**DOCUMENT TEXT:**
------------------------------------------------------------------------

The third largest city in Sarawak is Sibu, where we can journey along the Rajang River (longest river in Malaysia) to Kapit, a town located inland along the river. The Rajang river also flows in the general direction towards the largest dam in Malaysia, the Bakun Dam which is located on the Balui River (a tributary of the Rajang River). Here we now have two smaller rivers or tributaries merging with the Rajang River in Kapit, then continuing downstream towards the river’s estuary, where it meets the South China Sea. This is where the fresh water from the river mixes with the saltwater of the sea.
Plate 3: Rajang river basin
Unearthing Borneo’s Past: The Rajang River and Fossil Discoveries
The Rajang River’s characteristics stand out in contrast to typical slow-flowing and meandering rivers in Malaysia, where it is a straight course and fast flowing. This might be because it originates in or flows through areas with steeper terrain, where the river descends more rapidly. As it approaches Sibu, the river transforms into smaller channels, creating a delta structure. This delta is the product of sediment deposits and the river’s interactions with the sea. It provides a favourable environment for a notable population of large crocodiles, making Sibu their known habitat.
Here at this delta, many fossil remains have been discovered such as spines, fins or ribs of fish. Fossils are often found in black or brown hues, indicating they have undergone the fossilisation process including phosphatisation.
Island Endemism: The Case of the Bornean Banteng
Fascinating fossil discoveries in Sabah include the premolars of the Banteng or Tembadau in Malay (species: bos javanicus), a wild cow species, which we understand has been here before humans and during Sundaic time as well. Bornean bantengs are smaller due to a phenomenon called “insular dwarfism” or “miniaturisation.”, where island-dwelling mammals tend to evolve smaller body sizes over time (same applies for African elephants and Asian elephants). This phenomenon is a remarkable example of how isolated island environments can influence the evolution of species, leading to unique adaptations and characteristics. The Banteng is facing a gradual decline in Sarawak and is on the brink of extinction in Malaysia. Currently, Cambodia hosts the largest population, followed by Australia. It’s important to note that these populations in Cambodia and Australia are not native but were introduced by humans.
Plate 4: Banteng (wild cow)

------------------------------------------------------------------------

**DATA RECORDS:**
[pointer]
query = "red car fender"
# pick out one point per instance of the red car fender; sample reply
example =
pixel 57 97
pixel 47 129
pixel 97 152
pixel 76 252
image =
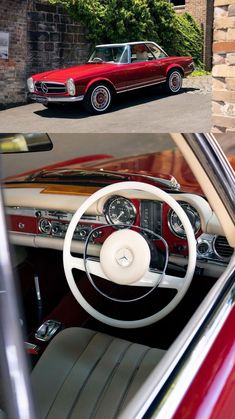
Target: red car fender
pixel 175 66
pixel 99 79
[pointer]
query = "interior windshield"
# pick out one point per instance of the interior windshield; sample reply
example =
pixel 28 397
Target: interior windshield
pixel 110 54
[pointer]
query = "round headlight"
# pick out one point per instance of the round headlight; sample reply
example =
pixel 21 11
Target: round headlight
pixel 71 87
pixel 30 84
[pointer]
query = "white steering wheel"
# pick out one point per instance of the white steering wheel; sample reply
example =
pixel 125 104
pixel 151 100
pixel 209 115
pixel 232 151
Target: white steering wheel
pixel 125 258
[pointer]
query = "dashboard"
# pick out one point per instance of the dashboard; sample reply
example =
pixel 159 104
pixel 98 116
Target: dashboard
pixel 154 218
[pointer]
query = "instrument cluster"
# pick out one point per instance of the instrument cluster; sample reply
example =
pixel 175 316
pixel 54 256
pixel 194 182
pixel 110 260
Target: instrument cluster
pixel 153 217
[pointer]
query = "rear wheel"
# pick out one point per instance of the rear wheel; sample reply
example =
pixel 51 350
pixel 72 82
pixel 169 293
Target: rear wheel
pixel 174 81
pixel 98 98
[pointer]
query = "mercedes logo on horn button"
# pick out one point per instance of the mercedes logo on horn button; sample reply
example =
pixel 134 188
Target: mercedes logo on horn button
pixel 124 257
pixel 44 87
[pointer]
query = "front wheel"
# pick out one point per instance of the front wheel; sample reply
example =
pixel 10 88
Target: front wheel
pixel 174 82
pixel 98 99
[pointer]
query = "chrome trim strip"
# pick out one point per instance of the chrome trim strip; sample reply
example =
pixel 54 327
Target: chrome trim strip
pixel 141 86
pixel 52 82
pixel 216 166
pixel 61 99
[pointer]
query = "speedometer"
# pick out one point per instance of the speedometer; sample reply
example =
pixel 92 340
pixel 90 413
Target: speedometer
pixel 120 211
pixel 176 225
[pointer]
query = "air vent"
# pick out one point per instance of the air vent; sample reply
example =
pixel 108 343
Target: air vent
pixel 222 248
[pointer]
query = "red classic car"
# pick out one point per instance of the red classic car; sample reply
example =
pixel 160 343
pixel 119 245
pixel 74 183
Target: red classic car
pixel 138 319
pixel 111 69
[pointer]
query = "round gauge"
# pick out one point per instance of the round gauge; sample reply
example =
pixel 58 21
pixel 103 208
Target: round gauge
pixel 119 210
pixel 175 224
pixel 45 226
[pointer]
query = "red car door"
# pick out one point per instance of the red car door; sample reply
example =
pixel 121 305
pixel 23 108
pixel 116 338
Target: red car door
pixel 144 68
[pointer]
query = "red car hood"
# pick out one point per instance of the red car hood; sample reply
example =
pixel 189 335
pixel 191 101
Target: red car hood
pixel 76 72
pixel 153 168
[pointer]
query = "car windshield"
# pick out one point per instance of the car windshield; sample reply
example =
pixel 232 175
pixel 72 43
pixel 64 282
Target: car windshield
pixel 110 54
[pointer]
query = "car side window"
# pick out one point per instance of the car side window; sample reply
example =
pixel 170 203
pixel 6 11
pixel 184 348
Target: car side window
pixel 140 52
pixel 156 51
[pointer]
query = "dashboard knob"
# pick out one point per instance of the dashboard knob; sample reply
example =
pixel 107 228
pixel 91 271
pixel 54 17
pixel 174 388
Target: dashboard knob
pixel 96 234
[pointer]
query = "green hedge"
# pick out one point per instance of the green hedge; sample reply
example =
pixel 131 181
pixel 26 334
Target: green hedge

------------------------------------------------------------------------

**WORK TO COMPLETE:**
1) Using the Rajang River text, say whether each statement below agrees with it. Answer yes or no for each, and quote the words of the text that decide it.
(a) The Bakun Dam stands on the Rajang River itself.
(b) The Rajang River runs a straight, fast-flowing course.
(c) The Banteng populations in Cambodia and Australia are native to those countries.
2) Name every country mentioned in the Rajang River text.
3) Reproduce the Rajang River text from "Plate 3: Rajang" up to and including "their known habitat.".

**EXPECTED OUTPUTS:**
1)
(a) No: "the Bakun Dam which is located on the Balui River (a tributary of the Rajang River)"
(b) Yes: "it is a straight course and fast flowing"
(c) No: "these populations in Cambodia and Australia are not native but were introduced by humans"

2) Malaysia, Cambodia, Australia

3)
Plate 3: Rajang river basin
Unearthing Borneo’s Past: The Rajang River and Fossil Discoveries
The Rajang River’s characteristics stand out in contrast to typical slow-flowing and meandering rivers in Malaysia, where it is a straight course and fast flowing. This might be because it originates in or flows through areas with steeper terrain, where the river descends more rapidly. As it approaches Sibu, the river transforms into smaller channels, creating a delta structure. This delta is the product of sediment deposits and the river’s interactions with the sea. It provides a favourable environment for a notable population of large crocodiles, making Sibu their known habitat.